> Text
One Idoru, Many Idora

5 05 2008

Idoru (EE-doh-roo): katakana phoneticization of idol, a speculative science fiction creation consisting of an artificial intelligence that has taken the form of  a virtual media star. See Idoru by William Gibson.

Idora (EE-doh-ra): a park in the USA, a Croatian figure skater or, at a higher degree of relationship, a minor virtual character created by myself and controlled by a rudimentary artificial intelligence system in a computer game. Known as an NPC, a CCC or a mob (mobile). See the Akanbar MUD.

Anyone can create an Idora (the NPC). However, not anyone can create an idoru (the Rei Toei of Gibson’s work). Is it coincidence that Idora can also be taken as the plural of idoru?


 Quote from Idoru: “Man, Rozzer’s sittin’ down there makin’ eyes at a big aluminum thermos bottle.”

> Problem
According to the text on Idoru and Idora, what controls the character Idora in the computer game? The entries that follow come from a separate source.

> Recorded data

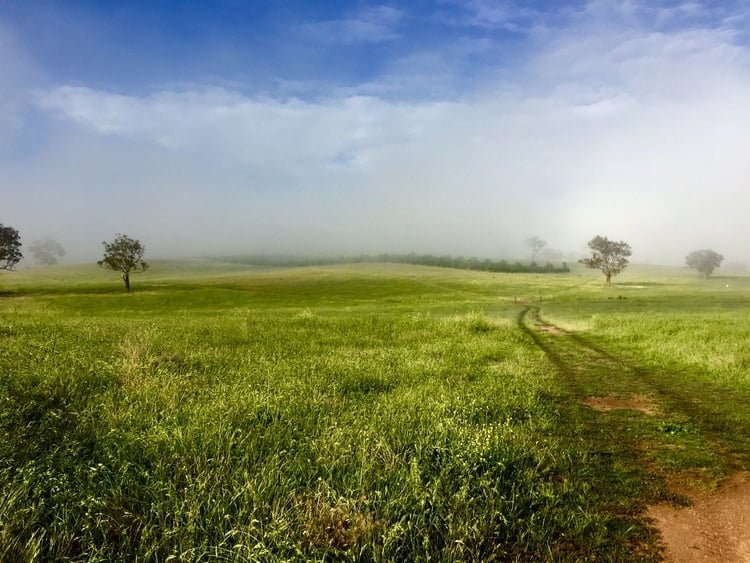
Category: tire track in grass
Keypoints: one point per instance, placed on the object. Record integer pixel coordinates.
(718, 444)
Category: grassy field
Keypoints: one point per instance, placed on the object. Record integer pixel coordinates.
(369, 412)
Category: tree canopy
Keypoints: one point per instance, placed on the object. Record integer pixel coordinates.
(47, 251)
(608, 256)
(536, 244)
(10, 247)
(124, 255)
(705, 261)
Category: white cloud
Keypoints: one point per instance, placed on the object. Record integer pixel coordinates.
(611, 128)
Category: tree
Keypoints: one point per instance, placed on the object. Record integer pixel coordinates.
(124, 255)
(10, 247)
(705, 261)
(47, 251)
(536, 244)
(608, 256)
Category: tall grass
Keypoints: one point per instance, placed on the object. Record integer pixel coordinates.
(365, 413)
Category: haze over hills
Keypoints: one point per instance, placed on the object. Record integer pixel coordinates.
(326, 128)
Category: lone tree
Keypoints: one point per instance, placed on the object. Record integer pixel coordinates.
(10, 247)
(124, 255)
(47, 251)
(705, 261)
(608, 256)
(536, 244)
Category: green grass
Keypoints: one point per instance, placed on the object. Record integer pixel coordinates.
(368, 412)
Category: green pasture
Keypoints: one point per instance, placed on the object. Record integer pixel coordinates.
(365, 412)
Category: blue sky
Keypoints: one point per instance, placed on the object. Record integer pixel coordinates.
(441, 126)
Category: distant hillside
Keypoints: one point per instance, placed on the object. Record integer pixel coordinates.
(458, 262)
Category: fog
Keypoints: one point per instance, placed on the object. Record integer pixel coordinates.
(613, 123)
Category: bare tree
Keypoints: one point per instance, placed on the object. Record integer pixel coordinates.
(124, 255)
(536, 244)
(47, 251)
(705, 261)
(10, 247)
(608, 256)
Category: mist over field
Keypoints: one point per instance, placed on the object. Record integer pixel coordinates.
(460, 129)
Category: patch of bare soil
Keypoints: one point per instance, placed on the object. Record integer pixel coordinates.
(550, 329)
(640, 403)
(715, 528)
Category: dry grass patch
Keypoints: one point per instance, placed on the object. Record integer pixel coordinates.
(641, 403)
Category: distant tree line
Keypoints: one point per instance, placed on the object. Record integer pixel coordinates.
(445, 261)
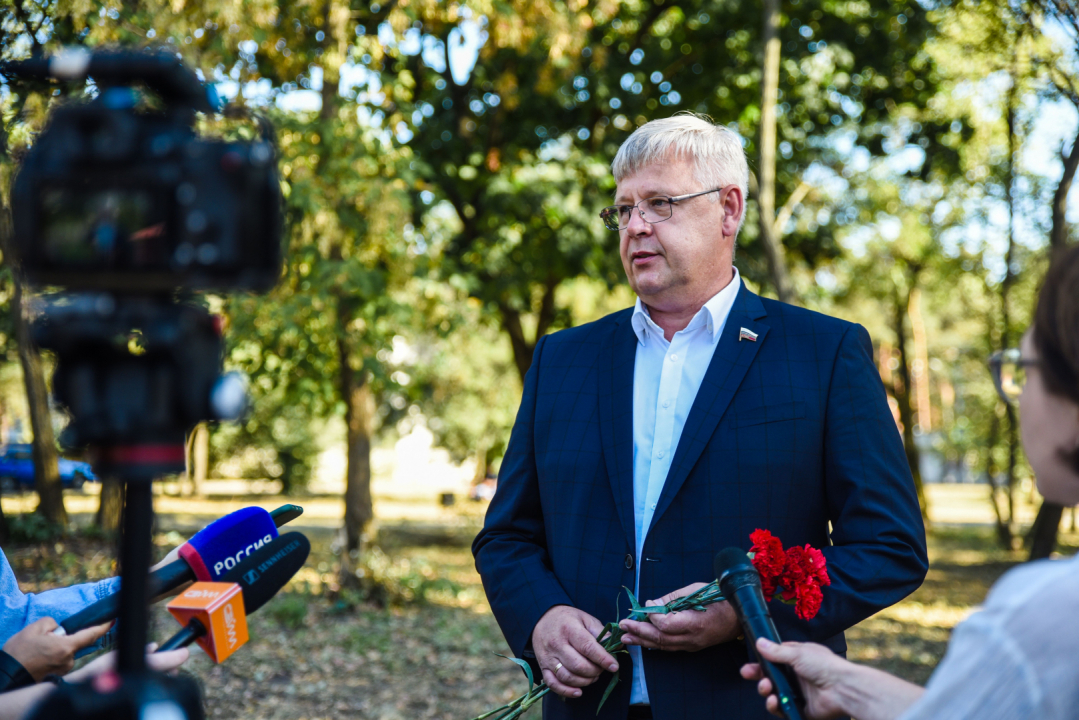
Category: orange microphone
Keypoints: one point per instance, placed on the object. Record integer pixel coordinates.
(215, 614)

...

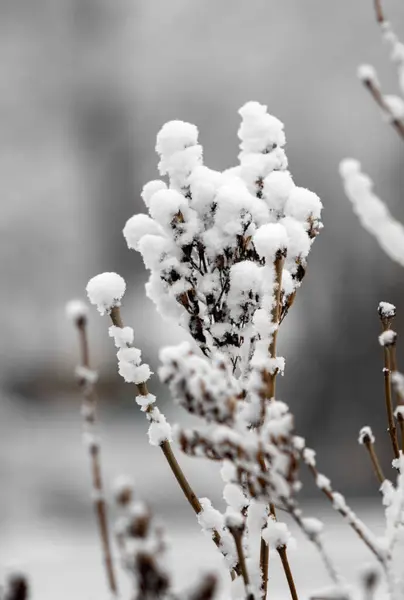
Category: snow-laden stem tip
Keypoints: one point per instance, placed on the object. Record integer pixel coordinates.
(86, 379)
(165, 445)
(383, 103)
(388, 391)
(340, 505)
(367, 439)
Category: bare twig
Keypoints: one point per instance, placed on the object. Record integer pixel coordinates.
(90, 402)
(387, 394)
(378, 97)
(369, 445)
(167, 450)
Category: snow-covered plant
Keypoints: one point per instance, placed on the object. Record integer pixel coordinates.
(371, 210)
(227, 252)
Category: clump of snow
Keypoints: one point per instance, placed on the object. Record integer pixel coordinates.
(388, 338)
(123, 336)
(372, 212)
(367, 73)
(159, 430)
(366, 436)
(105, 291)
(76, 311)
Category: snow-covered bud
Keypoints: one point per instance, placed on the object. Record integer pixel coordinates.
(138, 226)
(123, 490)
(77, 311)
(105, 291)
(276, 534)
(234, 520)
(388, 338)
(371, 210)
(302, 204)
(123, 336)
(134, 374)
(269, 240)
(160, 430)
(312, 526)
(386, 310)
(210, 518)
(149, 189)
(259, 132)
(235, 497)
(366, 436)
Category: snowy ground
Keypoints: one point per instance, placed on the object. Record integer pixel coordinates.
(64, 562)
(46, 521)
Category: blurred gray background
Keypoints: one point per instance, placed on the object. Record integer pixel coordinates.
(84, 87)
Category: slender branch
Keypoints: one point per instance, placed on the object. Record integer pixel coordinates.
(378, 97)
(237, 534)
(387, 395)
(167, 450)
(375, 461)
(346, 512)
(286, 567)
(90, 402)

==

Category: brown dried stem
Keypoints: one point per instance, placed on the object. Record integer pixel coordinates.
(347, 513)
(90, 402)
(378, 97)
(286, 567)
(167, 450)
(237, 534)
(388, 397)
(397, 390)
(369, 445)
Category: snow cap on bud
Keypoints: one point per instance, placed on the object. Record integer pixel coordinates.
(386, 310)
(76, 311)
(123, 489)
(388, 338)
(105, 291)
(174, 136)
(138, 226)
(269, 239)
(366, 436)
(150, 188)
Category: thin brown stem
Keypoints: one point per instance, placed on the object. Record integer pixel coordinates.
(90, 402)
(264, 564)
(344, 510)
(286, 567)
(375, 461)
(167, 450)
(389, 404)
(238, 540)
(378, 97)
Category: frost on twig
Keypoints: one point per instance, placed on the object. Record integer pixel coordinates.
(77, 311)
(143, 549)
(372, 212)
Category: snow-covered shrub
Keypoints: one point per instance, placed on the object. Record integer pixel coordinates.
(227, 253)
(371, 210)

> Expected answer
A rudimentary artificial intelligence system controls Idora.